#### [Work to complete]
Starting at the first line of the records below, reproduce every line up to and including the line with "Where is each instance of the sunlight", but leave out all pictures.
-.-.-
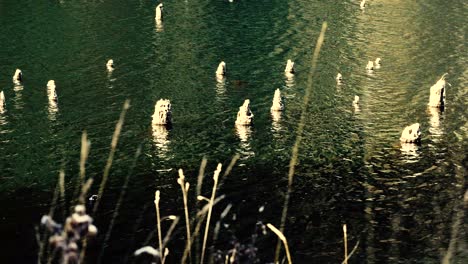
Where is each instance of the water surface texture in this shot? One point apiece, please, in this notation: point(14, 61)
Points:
point(404, 204)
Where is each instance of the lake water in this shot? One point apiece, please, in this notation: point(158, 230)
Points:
point(404, 204)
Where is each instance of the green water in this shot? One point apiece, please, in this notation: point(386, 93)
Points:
point(403, 206)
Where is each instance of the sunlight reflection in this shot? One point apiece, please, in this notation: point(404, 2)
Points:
point(290, 81)
point(160, 139)
point(244, 133)
point(410, 152)
point(220, 85)
point(276, 117)
point(52, 110)
point(434, 121)
point(159, 26)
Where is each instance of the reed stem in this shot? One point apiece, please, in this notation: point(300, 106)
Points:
point(115, 140)
point(210, 209)
point(282, 238)
point(158, 222)
point(300, 129)
point(184, 186)
point(345, 241)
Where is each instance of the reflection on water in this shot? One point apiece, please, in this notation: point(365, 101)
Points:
point(289, 82)
point(410, 152)
point(161, 139)
point(52, 110)
point(343, 145)
point(159, 26)
point(18, 99)
point(275, 124)
point(220, 85)
point(18, 87)
point(244, 134)
point(435, 123)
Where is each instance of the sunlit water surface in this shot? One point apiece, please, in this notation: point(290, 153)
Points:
point(403, 203)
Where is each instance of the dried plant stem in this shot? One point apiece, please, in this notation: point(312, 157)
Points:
point(282, 238)
point(210, 209)
point(345, 241)
point(157, 198)
point(200, 217)
point(115, 140)
point(53, 204)
point(201, 173)
point(119, 203)
point(300, 129)
point(84, 191)
point(184, 186)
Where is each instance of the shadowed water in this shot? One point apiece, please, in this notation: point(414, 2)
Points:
point(401, 202)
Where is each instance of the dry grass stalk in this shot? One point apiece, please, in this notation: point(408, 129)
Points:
point(300, 129)
point(119, 203)
point(158, 220)
point(350, 253)
point(345, 241)
point(282, 238)
point(184, 186)
point(200, 217)
point(201, 173)
point(115, 140)
point(210, 209)
point(43, 243)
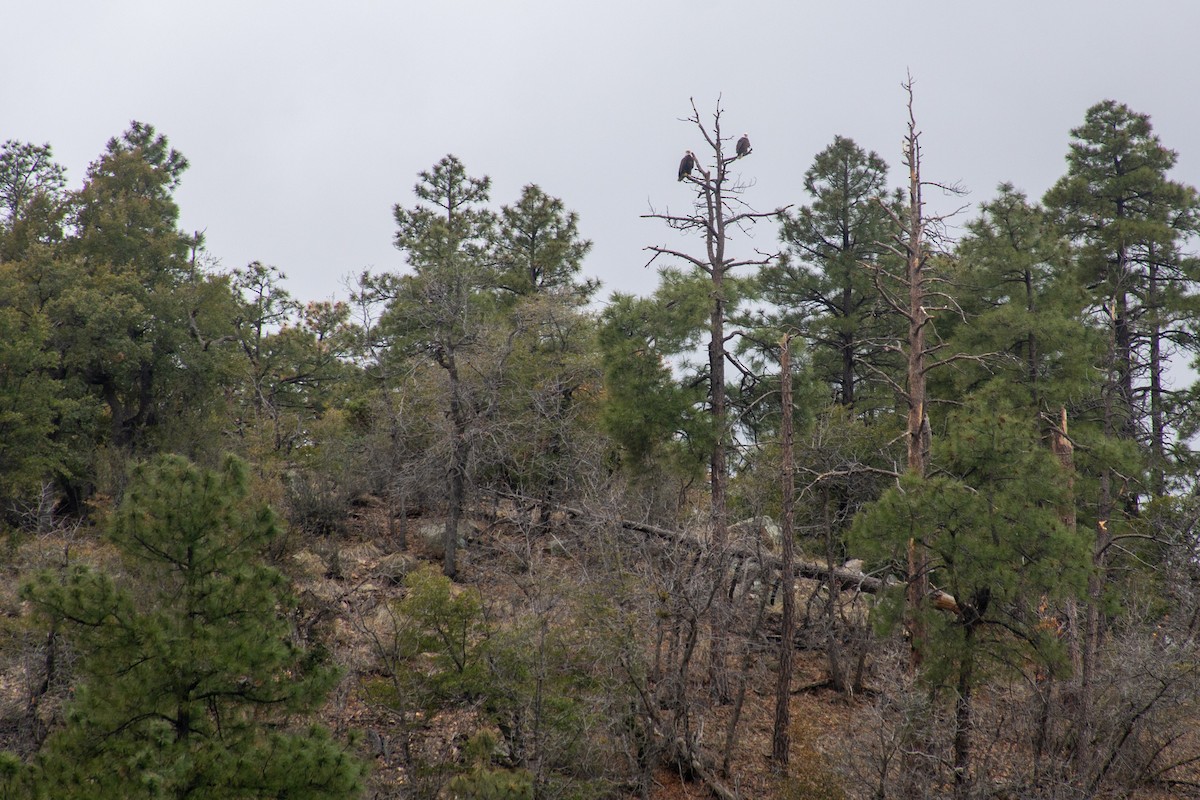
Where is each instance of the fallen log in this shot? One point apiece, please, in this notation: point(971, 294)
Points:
point(846, 578)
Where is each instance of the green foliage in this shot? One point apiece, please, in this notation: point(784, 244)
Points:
point(826, 286)
point(189, 672)
point(448, 625)
point(647, 411)
point(989, 528)
point(538, 247)
point(484, 783)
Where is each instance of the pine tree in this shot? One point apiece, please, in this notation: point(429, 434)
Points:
point(823, 287)
point(190, 681)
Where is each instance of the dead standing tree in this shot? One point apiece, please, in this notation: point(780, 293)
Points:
point(913, 294)
point(717, 211)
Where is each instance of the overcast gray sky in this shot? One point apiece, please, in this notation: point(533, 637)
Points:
point(305, 121)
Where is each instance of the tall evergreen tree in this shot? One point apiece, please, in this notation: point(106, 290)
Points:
point(191, 684)
point(1129, 222)
point(441, 311)
point(538, 247)
point(822, 288)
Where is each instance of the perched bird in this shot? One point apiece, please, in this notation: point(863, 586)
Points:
point(687, 164)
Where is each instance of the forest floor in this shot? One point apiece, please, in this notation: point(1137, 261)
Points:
point(345, 578)
point(365, 559)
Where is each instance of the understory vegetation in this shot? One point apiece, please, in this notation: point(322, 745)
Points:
point(885, 513)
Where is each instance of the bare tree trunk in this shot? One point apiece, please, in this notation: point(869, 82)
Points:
point(457, 469)
point(714, 212)
point(963, 716)
point(781, 735)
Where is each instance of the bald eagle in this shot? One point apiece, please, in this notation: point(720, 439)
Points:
point(687, 164)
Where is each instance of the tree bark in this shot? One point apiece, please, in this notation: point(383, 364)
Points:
point(780, 734)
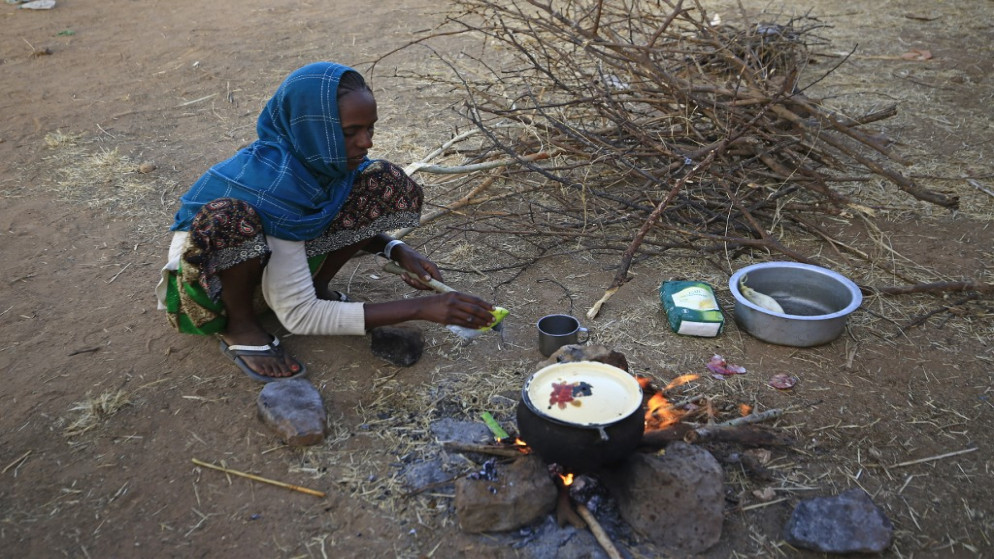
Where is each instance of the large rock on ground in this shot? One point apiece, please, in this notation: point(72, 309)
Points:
point(520, 495)
point(676, 499)
point(846, 523)
point(294, 409)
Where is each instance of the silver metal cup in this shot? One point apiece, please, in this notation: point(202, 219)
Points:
point(557, 330)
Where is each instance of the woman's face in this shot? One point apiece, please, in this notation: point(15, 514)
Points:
point(357, 110)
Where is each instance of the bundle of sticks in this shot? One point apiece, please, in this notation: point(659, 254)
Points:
point(653, 117)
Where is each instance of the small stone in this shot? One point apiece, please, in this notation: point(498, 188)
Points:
point(521, 494)
point(582, 352)
point(846, 523)
point(38, 5)
point(400, 345)
point(448, 429)
point(676, 500)
point(294, 409)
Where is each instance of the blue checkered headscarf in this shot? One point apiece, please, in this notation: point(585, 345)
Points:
point(296, 174)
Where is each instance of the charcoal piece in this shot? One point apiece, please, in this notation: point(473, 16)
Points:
point(400, 345)
point(846, 523)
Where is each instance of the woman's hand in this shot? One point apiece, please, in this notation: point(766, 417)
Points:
point(460, 309)
point(455, 308)
point(417, 265)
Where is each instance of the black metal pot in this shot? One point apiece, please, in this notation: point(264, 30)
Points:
point(576, 439)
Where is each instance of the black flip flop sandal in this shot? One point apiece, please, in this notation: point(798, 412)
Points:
point(272, 349)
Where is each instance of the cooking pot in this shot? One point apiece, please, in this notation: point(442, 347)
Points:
point(581, 415)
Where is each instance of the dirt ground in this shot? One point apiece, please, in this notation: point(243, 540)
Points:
point(103, 406)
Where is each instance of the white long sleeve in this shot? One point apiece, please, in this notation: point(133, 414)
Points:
point(288, 288)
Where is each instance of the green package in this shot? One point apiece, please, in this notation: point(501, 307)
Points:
point(691, 308)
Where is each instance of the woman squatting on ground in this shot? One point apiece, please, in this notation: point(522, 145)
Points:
point(285, 214)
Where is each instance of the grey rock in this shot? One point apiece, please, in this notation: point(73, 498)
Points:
-.-.-
#### [Exercise result]
Where is each instance of the water surface texture in this shot? One point apiece, please, in this notation: point(14, 61)
Points:
point(404, 204)
Where is each instance of the lake water in this shot? One point apiece, please, in this notation: point(158, 230)
Points:
point(404, 204)
Where is each instance of the green water in this shot? One point apiece, please, in this notation: point(386, 93)
Points:
point(403, 206)
Where is each instance of the sunlight reflection in this shot? One point apiece, please, in this notation: point(404, 2)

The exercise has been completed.